» **本文**:
予想はしていたが、これほど何もないとは・・・
田畑が広がり、車がやっと通れるあぜ道があるだけで、
「どこが、そうなの?」
「えっ、ここが跡地・・」大官大寺跡 名所・史跡
-
「大官大寺塔跡地」と記した石柱と解説板が立っているのが、遺跡の目印。
大官大寺の建立に関しては多くの伝承があるが、天武天皇が祖父や叔母や曽祖父たちの遺言を受け継いで、この時代になって遂に建立できた寺・・
というのが正解だろう。
飛鳥寺建立から80年後のことになる。
寺伝には、推古-舒明-斉明-天智-天武-持統-文武と、数々の天皇の名が出てくる堂々たる国立の官寺だ。
仏教の指導権(すなわち政治の指導権)を、天皇家が握るとする意志が、この寺の建立に現れている。 -
発掘当時の写真だ。
九重の塔があって、高さは100m以上はあったと推定された。
すごい塔だ。
発掘作業が終わると、元の畑に戻してしまったようで、今はこんな状態になっている。
天武天皇の時代に流行したお経は『金光明教』で、国家安泰の経典だ。

» **課題**:
(a) 大官大寺跡についての本文から「寺伝には」で始まる段落を選び、主な事実を残して箇条書きにまとめよ。
(b) 大官大寺跡についての本文を、最後の文の次から書き進めよ。
記録はここでは使わない。

» **提供記録**:
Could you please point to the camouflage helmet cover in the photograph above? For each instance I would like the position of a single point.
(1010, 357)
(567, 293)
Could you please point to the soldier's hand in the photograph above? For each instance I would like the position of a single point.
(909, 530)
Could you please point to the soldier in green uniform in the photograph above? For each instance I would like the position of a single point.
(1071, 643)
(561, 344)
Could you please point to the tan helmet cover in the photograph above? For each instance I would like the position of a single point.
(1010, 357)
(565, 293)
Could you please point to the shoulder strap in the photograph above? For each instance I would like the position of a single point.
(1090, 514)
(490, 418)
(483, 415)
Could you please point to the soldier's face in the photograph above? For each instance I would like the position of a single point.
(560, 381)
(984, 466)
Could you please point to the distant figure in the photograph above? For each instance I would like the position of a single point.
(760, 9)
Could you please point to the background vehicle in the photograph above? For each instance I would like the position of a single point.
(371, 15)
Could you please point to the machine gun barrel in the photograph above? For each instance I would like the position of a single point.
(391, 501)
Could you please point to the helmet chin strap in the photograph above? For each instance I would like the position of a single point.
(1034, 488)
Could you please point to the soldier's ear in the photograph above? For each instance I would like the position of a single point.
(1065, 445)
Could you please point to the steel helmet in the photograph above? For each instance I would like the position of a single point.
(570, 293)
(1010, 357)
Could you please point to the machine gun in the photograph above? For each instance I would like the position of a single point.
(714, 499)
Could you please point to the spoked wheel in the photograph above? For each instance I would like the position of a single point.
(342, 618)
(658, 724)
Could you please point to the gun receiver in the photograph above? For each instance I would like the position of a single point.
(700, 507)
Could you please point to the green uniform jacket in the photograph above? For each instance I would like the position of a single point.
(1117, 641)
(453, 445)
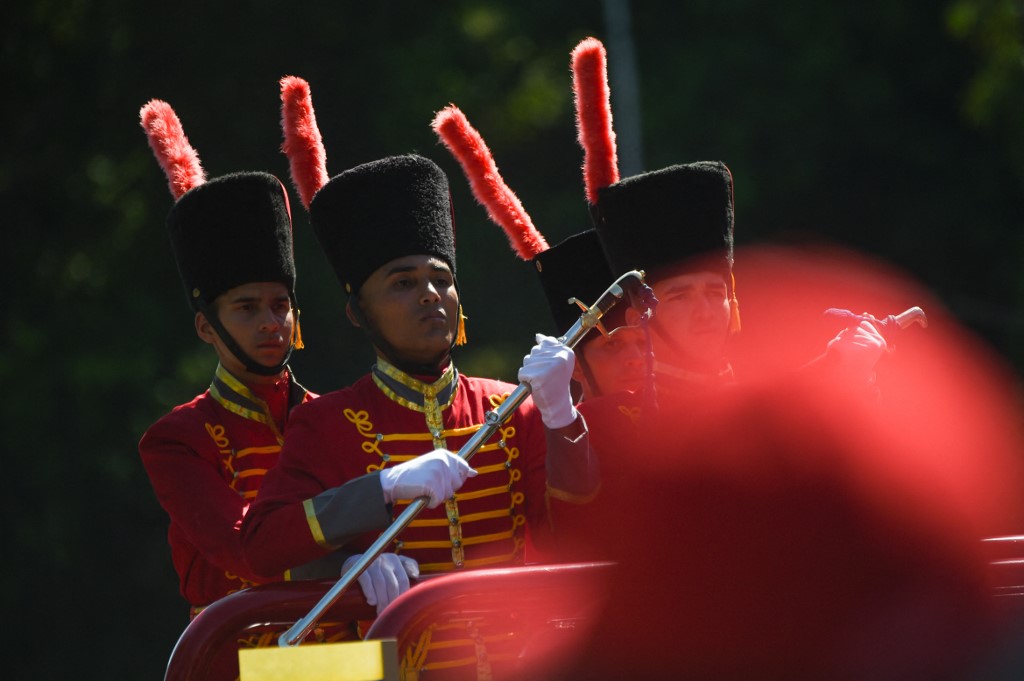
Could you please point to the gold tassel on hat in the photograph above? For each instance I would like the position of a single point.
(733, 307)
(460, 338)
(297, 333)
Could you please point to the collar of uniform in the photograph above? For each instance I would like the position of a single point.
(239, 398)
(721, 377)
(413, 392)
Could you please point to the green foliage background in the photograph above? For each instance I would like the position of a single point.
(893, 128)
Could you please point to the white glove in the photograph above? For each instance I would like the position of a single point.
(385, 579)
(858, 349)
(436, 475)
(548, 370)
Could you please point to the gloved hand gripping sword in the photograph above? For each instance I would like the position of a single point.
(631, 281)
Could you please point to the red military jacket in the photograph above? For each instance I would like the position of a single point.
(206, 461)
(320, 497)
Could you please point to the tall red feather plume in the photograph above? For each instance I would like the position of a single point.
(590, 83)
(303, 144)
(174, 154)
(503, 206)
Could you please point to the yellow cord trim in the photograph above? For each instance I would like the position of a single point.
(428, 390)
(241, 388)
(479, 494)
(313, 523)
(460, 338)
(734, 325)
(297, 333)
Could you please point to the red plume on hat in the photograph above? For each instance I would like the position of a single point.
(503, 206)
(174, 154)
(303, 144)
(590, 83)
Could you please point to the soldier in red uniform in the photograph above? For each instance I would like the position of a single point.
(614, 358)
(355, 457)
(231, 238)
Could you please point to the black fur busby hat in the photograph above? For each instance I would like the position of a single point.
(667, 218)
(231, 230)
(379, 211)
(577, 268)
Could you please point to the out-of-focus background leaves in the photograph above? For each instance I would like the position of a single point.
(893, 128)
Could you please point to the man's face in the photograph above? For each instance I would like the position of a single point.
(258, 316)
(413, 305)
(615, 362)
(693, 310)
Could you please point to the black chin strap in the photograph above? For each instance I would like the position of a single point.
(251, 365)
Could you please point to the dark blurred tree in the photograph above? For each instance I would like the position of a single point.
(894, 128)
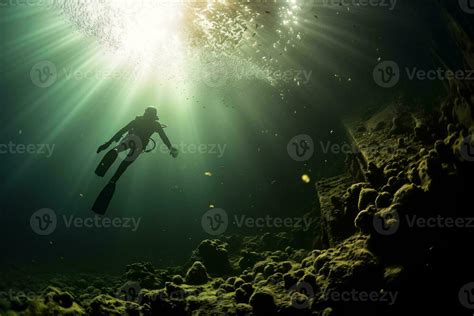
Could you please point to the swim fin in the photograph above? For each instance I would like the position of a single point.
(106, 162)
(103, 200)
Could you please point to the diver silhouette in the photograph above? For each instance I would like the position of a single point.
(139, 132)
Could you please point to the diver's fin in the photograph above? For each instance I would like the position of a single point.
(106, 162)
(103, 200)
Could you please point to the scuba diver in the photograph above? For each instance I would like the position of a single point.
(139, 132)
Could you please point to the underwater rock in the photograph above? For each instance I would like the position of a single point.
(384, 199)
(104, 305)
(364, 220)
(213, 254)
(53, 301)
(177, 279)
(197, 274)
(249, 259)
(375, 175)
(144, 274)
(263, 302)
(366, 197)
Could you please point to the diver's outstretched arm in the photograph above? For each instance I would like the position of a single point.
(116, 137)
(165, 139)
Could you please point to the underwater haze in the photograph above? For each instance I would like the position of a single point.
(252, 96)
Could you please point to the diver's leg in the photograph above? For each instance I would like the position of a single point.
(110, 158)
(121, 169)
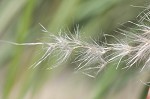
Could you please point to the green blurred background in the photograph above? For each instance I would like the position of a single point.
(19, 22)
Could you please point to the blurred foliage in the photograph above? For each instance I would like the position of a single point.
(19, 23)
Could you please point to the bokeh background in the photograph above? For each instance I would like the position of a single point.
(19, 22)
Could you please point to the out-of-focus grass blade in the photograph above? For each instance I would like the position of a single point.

» **解答**:
(a)
- 寺伝には推古から文武まで多くの天皇の名が出てくる。
- 大官大寺は国立の官寺である。
- 建立には、仏教の指導権、すなわち政治の指導権を天皇家が握ろうとする意志が表れている。

(b)
国家の安泰こそが仏の道と説く教えで、
それがこの時代の仏教の基本的性格だった。
仏教は時の権力者の願いや要求、精神風土や文化によって、さまざまに変化していくことが分かる。 -
ドローンを飛ばしてみるが、なぜかGPS信号を上手く受信できず、低空での短時間の飛行となってしまった。
この場所には何か不思議な力が潜んでいるのだろうか?
四天王寺第一の地位を与えられていた大官大寺であるが、奈良遷都でその地位を興福寺に奪われ、大安寺と名を変えて奈良の都に移っていく。
https://youtu.be/-Ir5u-CipiU -
次は訪ねたのは、本薬師寺跡だった。
近辺に集落ができているが、田畑の広がる地域で、遺跡らしきものが見当たらない。
「あっちに、何かありそう・・」
「ここ、歩いていいのかな?」
などと言いながら、あぜ道を進んでいくと、本薬師寺跡 名所・史跡
-
地面から石礎がこんな状態で並んでいる庭があった。
-
「えっ、ここ、人が住んでいる家の庭だよ。」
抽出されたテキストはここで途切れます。